Document segment:
:::::

Thursday, November 19, 2009

Studentia*

I've always liked school, and the whole idea of being a student.

It's a pretty good gig really, especially the whole college thing, where unlike French high school you don't have 7-8 hours of classes a day plus homework.

Nope: for my past five quarters at SPU I had tuesdays and thursdays off, and here at Oxford pretty much everyday I have to make heart-wrenching decisions like 'do i really feel like attending a lecture today?' (let's just say I've only answered that question positively about 11 times in the past 6 weeks).

And while I really enjoy my tutorials (and some lectures), the problem is that I'm only a student:

I wake up. I read. I write. I go to bed.

Part of it is attractive, but it just gets old after a while.

And I think that's one of the more important realizations I've had while I've been here. I used to think that I wanted to be a professor because then I could write and research, not so much because I could teach and interact with students. But I think that were my life not balanced, if I only took classes in graduate school or I only researched and wrote articles as a professor, I would end up unfulfilled.

:::::

Data rows:
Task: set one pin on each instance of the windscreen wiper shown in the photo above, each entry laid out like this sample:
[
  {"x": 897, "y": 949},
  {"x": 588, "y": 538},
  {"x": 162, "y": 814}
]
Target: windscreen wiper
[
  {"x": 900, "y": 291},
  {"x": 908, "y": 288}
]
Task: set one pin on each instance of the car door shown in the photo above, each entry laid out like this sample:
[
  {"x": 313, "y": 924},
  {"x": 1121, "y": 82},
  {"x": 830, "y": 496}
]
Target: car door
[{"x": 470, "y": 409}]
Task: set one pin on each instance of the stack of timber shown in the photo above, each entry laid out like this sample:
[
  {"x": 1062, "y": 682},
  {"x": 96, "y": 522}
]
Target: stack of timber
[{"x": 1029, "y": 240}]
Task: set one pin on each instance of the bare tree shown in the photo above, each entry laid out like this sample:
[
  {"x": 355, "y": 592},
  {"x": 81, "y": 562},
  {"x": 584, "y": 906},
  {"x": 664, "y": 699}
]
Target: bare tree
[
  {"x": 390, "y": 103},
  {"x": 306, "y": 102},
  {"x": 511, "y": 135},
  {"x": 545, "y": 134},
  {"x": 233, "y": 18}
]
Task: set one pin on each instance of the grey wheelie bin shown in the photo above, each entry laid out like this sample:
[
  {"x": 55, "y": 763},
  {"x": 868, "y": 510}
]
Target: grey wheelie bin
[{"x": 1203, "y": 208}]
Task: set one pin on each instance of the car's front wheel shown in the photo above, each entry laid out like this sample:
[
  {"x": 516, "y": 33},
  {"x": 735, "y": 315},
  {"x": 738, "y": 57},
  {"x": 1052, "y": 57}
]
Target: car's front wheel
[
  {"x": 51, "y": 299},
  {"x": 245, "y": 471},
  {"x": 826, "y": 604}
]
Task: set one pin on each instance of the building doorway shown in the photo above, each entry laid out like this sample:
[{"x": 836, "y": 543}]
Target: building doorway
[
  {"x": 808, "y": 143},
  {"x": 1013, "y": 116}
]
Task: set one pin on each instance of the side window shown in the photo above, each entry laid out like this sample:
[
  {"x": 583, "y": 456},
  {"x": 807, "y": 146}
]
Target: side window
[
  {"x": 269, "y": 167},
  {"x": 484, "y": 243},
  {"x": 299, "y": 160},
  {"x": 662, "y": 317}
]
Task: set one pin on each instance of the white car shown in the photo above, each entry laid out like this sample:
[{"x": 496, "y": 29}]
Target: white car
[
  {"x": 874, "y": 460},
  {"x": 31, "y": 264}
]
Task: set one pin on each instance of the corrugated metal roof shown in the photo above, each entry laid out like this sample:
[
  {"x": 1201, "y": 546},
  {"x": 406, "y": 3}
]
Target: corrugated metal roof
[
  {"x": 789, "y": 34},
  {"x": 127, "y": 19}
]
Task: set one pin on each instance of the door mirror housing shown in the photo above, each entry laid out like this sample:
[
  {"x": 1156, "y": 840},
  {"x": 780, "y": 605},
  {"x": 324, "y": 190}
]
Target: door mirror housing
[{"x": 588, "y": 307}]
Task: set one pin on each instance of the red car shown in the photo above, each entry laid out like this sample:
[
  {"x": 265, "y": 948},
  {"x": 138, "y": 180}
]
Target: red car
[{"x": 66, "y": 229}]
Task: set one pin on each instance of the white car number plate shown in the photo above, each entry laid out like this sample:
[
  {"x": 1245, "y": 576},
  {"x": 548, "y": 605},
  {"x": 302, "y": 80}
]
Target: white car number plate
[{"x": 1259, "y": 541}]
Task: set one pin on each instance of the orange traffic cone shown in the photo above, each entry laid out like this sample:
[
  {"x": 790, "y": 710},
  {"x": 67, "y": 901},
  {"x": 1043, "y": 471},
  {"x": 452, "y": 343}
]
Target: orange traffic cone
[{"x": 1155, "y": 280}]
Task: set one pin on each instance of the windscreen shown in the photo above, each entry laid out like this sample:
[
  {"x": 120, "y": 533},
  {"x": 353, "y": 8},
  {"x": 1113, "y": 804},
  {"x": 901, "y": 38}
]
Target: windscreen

:::::

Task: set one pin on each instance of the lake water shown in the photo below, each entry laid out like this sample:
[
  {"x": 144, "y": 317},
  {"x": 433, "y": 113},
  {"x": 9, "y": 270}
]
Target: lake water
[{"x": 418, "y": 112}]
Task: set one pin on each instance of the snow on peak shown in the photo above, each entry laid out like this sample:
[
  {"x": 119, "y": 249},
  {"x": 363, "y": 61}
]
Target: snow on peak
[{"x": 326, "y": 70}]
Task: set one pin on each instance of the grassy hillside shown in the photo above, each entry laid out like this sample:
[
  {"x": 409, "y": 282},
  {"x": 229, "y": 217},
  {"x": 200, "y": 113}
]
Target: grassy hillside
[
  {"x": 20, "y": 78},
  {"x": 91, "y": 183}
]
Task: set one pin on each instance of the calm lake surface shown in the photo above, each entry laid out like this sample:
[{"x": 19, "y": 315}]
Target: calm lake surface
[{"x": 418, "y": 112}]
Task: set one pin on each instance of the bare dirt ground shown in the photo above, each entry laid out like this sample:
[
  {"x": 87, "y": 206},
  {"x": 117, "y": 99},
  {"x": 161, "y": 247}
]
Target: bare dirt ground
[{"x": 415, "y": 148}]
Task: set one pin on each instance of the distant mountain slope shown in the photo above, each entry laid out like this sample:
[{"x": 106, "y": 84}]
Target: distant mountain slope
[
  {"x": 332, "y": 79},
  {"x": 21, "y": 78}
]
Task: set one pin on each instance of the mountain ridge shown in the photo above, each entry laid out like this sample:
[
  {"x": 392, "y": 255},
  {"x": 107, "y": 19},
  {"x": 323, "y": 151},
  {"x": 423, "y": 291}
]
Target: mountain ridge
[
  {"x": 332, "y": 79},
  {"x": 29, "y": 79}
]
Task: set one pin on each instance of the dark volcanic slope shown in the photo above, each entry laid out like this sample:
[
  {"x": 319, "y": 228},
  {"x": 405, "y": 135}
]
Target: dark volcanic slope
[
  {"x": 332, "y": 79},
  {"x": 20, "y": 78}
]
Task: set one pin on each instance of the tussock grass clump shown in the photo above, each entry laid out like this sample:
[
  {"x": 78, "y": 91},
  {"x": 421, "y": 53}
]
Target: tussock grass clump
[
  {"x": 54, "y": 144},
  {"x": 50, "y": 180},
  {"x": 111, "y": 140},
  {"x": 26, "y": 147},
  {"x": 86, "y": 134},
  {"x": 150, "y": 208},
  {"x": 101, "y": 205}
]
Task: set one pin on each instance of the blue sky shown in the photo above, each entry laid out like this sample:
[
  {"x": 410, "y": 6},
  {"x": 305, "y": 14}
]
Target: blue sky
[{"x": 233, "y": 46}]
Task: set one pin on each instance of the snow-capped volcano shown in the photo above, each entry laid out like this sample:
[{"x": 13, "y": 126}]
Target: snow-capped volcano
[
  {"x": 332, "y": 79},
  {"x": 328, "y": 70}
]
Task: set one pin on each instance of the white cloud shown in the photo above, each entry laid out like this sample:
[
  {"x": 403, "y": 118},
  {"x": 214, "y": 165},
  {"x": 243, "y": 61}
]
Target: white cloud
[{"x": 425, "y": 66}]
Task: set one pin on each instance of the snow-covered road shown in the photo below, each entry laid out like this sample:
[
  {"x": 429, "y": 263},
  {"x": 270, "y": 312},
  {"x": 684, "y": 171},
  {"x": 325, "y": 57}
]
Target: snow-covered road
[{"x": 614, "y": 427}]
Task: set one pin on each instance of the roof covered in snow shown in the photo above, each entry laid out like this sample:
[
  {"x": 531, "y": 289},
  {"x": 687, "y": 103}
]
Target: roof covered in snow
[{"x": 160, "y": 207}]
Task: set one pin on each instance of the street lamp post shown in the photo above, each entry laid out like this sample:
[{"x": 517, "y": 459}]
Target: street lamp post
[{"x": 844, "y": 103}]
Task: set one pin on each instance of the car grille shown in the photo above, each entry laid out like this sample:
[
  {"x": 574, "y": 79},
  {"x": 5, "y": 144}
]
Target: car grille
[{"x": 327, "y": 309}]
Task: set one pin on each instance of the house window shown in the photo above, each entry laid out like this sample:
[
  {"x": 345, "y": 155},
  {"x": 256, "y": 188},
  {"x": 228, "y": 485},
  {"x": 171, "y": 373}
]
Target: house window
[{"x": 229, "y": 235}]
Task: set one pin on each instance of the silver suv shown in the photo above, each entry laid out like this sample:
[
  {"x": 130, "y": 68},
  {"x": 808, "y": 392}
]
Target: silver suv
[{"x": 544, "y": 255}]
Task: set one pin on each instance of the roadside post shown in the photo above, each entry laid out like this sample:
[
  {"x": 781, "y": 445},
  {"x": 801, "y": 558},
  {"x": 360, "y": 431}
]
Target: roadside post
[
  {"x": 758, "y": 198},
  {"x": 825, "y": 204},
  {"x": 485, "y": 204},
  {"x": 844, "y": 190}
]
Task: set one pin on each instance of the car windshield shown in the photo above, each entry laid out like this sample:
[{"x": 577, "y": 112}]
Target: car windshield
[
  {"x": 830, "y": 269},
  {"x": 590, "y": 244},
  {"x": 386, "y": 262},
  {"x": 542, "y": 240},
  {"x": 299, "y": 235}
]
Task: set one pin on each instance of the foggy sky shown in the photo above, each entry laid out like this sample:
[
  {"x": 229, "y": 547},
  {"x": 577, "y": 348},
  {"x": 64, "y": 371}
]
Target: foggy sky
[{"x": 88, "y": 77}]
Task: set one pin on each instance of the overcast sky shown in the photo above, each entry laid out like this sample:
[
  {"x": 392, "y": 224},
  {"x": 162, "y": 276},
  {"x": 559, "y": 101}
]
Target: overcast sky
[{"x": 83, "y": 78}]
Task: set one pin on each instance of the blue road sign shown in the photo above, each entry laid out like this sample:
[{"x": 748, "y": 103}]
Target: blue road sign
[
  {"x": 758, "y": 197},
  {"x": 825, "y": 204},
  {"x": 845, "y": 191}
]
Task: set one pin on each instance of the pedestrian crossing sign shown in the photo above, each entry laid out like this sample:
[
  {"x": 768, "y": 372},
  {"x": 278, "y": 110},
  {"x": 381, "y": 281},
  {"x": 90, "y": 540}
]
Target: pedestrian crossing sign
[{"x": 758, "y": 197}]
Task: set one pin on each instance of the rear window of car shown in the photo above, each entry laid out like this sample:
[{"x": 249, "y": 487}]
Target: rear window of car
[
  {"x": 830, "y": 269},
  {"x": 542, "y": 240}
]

:::::

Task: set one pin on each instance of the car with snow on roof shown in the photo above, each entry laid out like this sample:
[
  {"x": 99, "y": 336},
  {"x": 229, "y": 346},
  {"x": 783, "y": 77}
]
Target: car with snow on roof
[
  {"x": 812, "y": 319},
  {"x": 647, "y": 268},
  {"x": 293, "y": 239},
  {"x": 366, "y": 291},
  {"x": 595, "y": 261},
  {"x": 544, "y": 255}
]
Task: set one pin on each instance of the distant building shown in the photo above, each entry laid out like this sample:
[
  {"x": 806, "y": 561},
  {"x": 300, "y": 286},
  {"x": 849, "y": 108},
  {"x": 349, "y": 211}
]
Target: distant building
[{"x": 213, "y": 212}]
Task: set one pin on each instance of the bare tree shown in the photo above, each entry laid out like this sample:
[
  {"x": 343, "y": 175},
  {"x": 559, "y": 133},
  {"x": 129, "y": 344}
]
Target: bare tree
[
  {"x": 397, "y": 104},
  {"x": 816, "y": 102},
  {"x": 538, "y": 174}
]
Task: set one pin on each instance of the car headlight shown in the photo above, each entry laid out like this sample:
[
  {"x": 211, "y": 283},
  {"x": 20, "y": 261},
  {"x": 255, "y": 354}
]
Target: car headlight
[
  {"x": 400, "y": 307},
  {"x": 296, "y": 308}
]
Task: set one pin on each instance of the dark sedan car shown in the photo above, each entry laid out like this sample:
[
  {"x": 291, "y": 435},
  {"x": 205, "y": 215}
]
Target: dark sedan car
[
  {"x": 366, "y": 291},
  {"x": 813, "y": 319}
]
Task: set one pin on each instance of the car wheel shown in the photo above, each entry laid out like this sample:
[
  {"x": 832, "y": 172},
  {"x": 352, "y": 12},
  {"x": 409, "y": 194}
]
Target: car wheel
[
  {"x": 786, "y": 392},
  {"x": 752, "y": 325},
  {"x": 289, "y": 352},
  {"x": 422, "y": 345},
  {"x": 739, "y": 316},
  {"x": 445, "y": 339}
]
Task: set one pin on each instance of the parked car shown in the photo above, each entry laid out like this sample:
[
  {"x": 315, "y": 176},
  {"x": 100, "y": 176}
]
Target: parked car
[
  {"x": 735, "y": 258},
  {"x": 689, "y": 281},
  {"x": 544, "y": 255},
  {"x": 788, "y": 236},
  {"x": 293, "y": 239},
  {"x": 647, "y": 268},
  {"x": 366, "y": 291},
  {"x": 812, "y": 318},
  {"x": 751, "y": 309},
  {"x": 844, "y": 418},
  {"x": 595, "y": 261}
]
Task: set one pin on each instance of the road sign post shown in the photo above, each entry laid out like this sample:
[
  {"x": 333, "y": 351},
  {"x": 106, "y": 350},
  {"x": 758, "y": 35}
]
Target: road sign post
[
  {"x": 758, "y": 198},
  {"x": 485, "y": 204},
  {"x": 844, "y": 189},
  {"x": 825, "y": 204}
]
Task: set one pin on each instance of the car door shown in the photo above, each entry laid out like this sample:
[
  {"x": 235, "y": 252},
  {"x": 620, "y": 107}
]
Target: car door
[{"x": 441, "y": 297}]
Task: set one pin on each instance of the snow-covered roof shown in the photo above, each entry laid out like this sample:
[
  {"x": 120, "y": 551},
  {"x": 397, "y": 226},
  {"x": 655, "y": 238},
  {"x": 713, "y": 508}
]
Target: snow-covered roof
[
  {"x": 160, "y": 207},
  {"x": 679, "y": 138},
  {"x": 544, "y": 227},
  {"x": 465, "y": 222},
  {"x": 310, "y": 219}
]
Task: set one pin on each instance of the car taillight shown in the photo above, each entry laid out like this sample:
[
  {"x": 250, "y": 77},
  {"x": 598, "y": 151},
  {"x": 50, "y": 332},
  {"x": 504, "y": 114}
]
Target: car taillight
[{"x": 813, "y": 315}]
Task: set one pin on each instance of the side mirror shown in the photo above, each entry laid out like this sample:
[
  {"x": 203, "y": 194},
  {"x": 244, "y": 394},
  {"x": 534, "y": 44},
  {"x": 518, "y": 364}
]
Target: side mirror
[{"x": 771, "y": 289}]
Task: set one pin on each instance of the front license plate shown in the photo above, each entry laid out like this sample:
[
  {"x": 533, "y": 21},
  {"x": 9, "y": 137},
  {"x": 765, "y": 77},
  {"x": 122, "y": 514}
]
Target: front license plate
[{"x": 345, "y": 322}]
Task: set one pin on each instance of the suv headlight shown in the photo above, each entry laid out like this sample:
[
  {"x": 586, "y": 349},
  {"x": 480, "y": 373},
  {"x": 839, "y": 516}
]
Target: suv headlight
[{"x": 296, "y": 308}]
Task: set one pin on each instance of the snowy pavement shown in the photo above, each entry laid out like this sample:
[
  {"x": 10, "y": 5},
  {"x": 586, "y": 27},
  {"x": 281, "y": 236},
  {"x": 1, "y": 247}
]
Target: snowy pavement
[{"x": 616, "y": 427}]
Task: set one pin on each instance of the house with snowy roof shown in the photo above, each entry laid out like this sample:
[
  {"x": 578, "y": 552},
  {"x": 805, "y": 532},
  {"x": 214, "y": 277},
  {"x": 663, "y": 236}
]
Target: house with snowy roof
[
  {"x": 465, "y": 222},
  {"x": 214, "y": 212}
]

:::::

Challenges:
a) In the student blog post above, about how many times in the past six weeks did the writer choose to attend a lecture?
b) Give again, word for word, the part of the student blog post above starting with "I've always liked" and going on through "after a while.".

The answers:
a) About 11 times.

b)
I've always liked school, and the whole idea of being a student.

It's a pretty good gig really, especially the whole college thing, where unlike French high school you don't have 7-8 hours of classes a day plus homework.

Nope: for my past five quarters at SPU I had tuesdays and thursdays off, and here at Oxford pretty much everyday I have to make heart-wrenching decisions like 'do i really feel like attending a lecture today?' (let's just say I've only answered that question positively about 11 times in the past 6 weeks).

And while I really enjoy my tutorials (and some lectures), the problem is that I'm only a student:

I wake up. I read. I write. I go to bed.

Part of it is attractive, but it just gets old after a while.